**Work task:** Go through the lines below and count those that contain "dark"; the number is all that should be returned.

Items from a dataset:
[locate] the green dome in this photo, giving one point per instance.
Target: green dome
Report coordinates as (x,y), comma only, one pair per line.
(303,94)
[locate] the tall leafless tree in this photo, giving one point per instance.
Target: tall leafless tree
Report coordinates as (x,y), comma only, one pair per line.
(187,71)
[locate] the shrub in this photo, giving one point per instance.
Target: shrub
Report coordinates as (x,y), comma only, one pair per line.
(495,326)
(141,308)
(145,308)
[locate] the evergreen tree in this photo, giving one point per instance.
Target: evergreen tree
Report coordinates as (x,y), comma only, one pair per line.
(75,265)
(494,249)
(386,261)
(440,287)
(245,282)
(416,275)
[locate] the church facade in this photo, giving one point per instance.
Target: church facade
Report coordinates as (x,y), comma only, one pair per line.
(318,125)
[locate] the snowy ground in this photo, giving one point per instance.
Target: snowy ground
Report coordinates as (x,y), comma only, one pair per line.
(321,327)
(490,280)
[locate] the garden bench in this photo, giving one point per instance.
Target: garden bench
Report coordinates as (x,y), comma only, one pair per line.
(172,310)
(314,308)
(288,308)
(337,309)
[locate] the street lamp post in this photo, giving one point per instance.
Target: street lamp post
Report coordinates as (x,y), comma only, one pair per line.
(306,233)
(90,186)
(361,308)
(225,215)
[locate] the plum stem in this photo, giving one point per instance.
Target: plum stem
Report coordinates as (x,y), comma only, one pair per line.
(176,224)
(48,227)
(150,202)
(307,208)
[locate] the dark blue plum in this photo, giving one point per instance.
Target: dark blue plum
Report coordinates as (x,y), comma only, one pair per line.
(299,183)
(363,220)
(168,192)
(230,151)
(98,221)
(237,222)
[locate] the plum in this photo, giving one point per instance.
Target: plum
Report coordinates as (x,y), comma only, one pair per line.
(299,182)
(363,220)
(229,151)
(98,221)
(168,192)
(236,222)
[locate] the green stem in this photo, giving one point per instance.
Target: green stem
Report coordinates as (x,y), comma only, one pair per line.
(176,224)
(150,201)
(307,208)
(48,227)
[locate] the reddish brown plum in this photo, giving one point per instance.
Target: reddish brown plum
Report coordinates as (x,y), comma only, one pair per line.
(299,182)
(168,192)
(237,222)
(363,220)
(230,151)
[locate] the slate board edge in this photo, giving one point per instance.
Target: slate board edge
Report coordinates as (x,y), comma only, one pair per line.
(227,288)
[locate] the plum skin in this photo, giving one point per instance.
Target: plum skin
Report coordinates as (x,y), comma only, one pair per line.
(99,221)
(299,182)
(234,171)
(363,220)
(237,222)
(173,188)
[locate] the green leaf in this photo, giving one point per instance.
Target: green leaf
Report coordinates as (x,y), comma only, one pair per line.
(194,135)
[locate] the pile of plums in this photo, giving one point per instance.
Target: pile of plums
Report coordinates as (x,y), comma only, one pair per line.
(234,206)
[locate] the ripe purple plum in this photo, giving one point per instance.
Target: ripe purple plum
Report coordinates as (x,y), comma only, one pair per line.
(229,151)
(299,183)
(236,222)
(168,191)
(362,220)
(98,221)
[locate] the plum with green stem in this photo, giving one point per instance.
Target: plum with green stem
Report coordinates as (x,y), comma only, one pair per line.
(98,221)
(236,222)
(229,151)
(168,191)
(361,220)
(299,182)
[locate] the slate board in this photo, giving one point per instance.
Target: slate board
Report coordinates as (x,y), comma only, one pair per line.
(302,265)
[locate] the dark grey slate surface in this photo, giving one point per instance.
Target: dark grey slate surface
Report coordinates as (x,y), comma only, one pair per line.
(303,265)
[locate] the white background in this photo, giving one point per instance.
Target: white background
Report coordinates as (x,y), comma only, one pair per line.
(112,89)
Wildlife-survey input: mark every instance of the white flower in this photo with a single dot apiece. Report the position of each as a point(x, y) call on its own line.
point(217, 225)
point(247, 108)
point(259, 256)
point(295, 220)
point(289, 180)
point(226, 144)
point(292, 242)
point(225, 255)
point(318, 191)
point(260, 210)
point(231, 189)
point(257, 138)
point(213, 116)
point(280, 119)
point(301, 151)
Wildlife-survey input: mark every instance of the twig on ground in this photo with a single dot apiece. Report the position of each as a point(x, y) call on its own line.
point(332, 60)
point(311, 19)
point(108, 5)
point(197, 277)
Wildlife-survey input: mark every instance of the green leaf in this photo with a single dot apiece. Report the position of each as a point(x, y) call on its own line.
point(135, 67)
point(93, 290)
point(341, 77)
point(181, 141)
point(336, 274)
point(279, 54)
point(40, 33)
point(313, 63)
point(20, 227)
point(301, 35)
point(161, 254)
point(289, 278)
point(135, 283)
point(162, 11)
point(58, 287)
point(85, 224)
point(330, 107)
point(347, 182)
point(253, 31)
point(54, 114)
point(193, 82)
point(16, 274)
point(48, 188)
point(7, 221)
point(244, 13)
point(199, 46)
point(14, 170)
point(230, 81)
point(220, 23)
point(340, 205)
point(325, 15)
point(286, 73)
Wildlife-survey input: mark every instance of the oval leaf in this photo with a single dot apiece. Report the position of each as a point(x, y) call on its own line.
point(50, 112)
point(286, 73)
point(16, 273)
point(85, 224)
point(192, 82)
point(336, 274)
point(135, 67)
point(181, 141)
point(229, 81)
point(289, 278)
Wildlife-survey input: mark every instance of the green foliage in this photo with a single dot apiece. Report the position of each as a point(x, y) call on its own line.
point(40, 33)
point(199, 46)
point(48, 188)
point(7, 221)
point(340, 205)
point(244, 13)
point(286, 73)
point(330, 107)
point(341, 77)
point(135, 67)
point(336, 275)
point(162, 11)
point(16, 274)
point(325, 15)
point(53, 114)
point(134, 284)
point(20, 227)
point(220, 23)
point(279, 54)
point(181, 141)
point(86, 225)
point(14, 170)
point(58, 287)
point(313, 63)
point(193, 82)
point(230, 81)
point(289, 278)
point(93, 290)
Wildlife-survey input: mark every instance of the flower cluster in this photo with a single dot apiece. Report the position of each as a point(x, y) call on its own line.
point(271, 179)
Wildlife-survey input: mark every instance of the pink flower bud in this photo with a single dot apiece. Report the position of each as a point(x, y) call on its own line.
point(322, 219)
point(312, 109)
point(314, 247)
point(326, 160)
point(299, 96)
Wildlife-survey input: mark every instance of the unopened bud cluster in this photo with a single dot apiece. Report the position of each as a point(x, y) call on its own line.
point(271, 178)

**Response area:** 4